- [TASK PROMPT] Rewrite the material below, replacing each occurrence of "bounding box" with "bbox" and leaving everything else unchanged.

Entries for locating named things
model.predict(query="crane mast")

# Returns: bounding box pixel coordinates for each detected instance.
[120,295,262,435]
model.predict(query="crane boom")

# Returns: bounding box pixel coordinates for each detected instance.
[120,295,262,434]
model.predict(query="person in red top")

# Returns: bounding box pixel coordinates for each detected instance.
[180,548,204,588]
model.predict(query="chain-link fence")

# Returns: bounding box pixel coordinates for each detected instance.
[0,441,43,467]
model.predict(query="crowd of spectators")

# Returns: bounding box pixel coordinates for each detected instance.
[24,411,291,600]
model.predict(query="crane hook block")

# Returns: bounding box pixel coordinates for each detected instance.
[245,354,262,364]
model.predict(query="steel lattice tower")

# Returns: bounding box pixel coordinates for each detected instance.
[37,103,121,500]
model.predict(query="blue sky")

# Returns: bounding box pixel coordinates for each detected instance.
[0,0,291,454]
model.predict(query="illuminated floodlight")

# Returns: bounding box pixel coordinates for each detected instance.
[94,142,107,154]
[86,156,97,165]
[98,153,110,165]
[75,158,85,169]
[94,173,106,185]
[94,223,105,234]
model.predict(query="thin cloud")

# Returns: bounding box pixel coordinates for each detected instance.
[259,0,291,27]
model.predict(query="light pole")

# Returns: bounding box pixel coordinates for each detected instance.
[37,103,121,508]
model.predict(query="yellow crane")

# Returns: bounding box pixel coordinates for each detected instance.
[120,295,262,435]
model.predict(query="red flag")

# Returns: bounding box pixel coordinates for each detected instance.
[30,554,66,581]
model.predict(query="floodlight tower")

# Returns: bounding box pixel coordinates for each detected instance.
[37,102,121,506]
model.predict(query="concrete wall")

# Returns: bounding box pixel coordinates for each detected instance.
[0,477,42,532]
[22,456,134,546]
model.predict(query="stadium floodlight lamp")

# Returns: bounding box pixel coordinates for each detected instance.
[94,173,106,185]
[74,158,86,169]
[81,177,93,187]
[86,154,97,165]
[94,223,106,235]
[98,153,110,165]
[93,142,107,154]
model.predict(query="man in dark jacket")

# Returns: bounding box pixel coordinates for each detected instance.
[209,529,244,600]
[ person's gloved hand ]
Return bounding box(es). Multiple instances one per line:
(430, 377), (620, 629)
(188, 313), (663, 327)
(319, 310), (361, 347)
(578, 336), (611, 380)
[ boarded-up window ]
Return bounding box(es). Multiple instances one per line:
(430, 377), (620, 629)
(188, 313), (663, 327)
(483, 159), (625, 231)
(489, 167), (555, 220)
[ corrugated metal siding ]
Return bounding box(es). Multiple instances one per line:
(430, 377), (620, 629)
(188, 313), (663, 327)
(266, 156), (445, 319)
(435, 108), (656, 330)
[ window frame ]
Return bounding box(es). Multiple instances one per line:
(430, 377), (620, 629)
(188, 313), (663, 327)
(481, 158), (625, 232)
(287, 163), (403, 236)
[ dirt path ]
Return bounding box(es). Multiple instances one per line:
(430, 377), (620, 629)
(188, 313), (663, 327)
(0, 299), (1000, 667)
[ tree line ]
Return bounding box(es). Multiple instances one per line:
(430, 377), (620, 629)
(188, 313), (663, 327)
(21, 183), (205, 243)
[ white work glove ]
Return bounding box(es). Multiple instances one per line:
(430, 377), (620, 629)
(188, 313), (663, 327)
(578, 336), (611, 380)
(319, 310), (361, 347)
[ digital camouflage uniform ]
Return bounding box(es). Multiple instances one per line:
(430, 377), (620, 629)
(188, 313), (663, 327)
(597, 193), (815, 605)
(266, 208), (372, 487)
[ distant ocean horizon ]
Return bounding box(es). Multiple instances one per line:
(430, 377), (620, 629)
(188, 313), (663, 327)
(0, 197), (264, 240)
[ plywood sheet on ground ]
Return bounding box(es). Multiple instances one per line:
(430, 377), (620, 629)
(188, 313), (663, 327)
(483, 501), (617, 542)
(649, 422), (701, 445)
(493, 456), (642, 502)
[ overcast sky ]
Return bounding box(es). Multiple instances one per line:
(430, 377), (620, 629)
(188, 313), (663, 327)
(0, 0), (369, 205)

- [EXERCISE OUTPUT]
model.predict(query="crane mast")

# Returns: bbox pixel coordinates for each detected instance.
[120,295,262,435]
model.predict(query="crane boom")

# Returns: bbox pixel coordinates for each detected instance.
[120,295,262,434]
model.predict(query="person in red top")

# Returns: bbox pixel coordinates for each detected instance.
[180,548,204,588]
model.predict(query="chain-link fence")

# Returns: bbox pixel coordinates for each detected instance.
[0,441,43,467]
model.predict(query="crowd of spectators")

# Returns: bbox pixel coordinates for each detected instance.
[24,411,291,600]
model.predict(query="crane hook block")

# Returns: bbox pixel coordinates for each detected instance.
[245,354,262,364]
model.predict(query="steel lattice tower")

# Returns: bbox pixel coordinates for each detected instance.
[37,103,121,500]
model.predict(query="blue sky")

# Returns: bbox pixel coordinates for each detected instance.
[0,0,291,454]
model.predict(query="illuminated floodlight")

# Returns: bbox pixel coordinates for each detected instance.
[94,142,107,154]
[86,156,97,165]
[98,153,110,165]
[75,158,85,169]
[94,173,106,185]
[94,223,105,234]
model.predict(query="thin cloud")

# Returns: bbox pixel coordinates for each detected instance.
[259,0,291,27]
model.predict(query="light pole")

# Returns: bbox pixel coordinates for each detected instance.
[37,103,121,508]
model.predict(query="yellow crane")

# Returns: bbox pixel coordinates for each detected instance.
[120,295,262,435]
model.predict(query="red flag")

# Returns: bbox pixel coordinates for each detected instance.
[30,554,66,581]
model.predict(query="floodlight tower")

# Returns: bbox pixel coordinates for each detected instance.
[37,102,121,506]
model.predict(query="concrete wall")

# Returns: bbox pixel coordinates for each detected instance.
[0,477,42,532]
[22,456,134,546]
model.predict(query="stadium floodlight lamp")

# Returns: bbox pixel coordinates for each detected instance.
[94,173,106,185]
[74,158,86,169]
[81,177,93,187]
[86,154,97,165]
[94,223,106,235]
[98,153,110,165]
[93,142,107,154]
model.predict(query="man in dark jacket")

# Returns: bbox pixel coordinates for each detected instance.
[209,529,244,600]
[ person's gloved hand ]
Return bbox(es). Multiple instances one per line:
(430, 377), (620, 629)
(188, 313), (663, 327)
(319, 310), (361, 347)
(578, 336), (611, 380)
[ boarded-up window ]
Return bbox(es). Multiple instances one per line:
(430, 377), (620, 629)
(188, 313), (663, 327)
(483, 159), (625, 231)
(489, 167), (555, 220)
[ corrugated metal siding ]
Return bbox(es). Multiple instances one per line:
(430, 377), (620, 629)
(188, 313), (663, 327)
(266, 156), (445, 319)
(435, 108), (656, 330)
[ window frame ]
Return bbox(es). Multiple instances one per line:
(430, 377), (620, 629)
(188, 313), (663, 327)
(481, 158), (625, 232)
(287, 163), (403, 236)
[ dirt path ]
Return bbox(es). Multiple instances one per line:
(430, 377), (620, 629)
(188, 313), (663, 327)
(0, 299), (1000, 667)
[ tree line ]
Return bbox(es). Multiple instances one per line:
(430, 377), (620, 629)
(188, 313), (663, 327)
(21, 183), (205, 243)
[ white work glove ]
Return bbox(es). Multiple instances one per line:
(430, 377), (620, 629)
(188, 313), (663, 327)
(578, 336), (611, 380)
(319, 310), (361, 347)
[ digital camouflage uniform ]
Return bbox(es). Multiple instances one per line:
(430, 377), (620, 629)
(188, 313), (663, 327)
(597, 193), (815, 605)
(266, 208), (372, 487)
[ distant ocean horizon ]
Return bbox(es). Multiple instances one per line:
(430, 377), (620, 629)
(188, 313), (663, 327)
(0, 197), (264, 240)
[ plywood sheet on ground ]
Return bbox(es). Multiple instances one per line:
(430, 377), (620, 629)
(188, 313), (663, 327)
(483, 501), (617, 542)
(649, 422), (701, 445)
(493, 456), (642, 502)
[ overcast sky ]
Return bbox(es). Multiple instances one per line:
(430, 377), (620, 629)
(188, 313), (663, 327)
(0, 0), (369, 205)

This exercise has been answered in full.